● **WORK INSTRUCTION**: All lines from the one containing "Reviewer note: every instance of the bus wheel" to the end of the entries below must be output exactly, and no other lines.

● **DATA TO USE**:
------------

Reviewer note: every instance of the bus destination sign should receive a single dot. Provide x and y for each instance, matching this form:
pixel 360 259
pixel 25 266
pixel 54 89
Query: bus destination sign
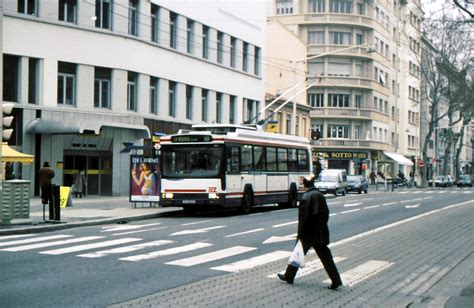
pixel 191 138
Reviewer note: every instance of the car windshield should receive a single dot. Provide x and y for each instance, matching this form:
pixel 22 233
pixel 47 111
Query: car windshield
pixel 191 161
pixel 327 178
pixel 354 179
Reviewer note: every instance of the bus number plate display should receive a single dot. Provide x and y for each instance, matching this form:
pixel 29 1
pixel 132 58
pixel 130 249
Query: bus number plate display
pixel 191 138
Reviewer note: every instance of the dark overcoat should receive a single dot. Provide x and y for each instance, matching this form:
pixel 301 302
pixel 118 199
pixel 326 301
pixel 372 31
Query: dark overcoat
pixel 313 216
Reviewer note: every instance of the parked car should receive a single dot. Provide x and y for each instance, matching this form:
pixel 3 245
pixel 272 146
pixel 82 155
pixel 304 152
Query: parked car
pixel 332 181
pixel 357 183
pixel 464 180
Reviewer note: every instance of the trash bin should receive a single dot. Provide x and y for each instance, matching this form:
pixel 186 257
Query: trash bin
pixel 15 202
pixel 54 205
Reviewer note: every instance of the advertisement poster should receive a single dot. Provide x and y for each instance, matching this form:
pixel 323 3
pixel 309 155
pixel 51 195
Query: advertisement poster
pixel 144 179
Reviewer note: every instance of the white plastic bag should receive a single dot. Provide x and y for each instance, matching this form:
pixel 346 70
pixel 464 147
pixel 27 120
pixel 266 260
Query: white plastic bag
pixel 297 256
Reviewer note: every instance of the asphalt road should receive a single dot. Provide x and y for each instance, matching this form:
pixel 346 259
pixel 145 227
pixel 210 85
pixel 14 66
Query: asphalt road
pixel 102 265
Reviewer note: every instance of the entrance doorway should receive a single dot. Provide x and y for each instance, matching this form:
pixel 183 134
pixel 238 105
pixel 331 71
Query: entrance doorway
pixel 97 168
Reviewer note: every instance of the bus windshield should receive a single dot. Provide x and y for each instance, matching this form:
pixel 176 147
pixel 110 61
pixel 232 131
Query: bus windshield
pixel 191 161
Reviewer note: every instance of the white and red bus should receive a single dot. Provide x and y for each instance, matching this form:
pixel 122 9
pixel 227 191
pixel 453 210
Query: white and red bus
pixel 232 166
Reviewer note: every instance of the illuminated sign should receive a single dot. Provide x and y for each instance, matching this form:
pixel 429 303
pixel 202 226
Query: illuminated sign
pixel 191 138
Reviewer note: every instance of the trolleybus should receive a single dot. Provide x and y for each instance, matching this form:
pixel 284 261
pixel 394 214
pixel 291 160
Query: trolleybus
pixel 236 166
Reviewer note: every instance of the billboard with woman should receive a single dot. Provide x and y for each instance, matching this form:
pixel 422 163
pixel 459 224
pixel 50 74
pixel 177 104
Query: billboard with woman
pixel 144 179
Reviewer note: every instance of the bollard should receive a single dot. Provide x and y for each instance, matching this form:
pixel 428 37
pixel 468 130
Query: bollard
pixel 54 208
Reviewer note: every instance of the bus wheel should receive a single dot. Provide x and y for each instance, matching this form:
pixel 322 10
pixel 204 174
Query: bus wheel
pixel 247 201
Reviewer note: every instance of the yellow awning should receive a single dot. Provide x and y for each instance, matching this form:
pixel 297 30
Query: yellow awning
pixel 11 155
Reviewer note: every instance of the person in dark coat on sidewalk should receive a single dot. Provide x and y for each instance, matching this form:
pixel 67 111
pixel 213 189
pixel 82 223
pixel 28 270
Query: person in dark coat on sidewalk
pixel 313 231
pixel 45 176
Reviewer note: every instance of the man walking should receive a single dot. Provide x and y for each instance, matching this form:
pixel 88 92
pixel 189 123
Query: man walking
pixel 313 231
pixel 45 176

------------

● **OUTPUT OF THE TASK**:
Reviewer note: every instance of the bus wheel should receive a single dot. Provide x and y for each instance, matching this form:
pixel 322 10
pixel 204 174
Query: bus wheel
pixel 247 201
Reviewer note: every instance of the yellow awning should receive a single dot. Provide x and y for each instance, matching this form:
pixel 297 30
Query: yellow awning
pixel 11 155
Reviewer note: every instance of the person in dark coat on sidewalk should receive a single dot. Provide x and y for each instance, matching this form:
pixel 67 111
pixel 213 189
pixel 82 223
pixel 28 270
Query: person in dark coat on sidewalk
pixel 313 231
pixel 45 176
Reviewer note: every instance of the man walking should receive a single dot. Provide x and y for each instance, matching this form:
pixel 88 92
pixel 189 123
Query: man walking
pixel 313 231
pixel 45 176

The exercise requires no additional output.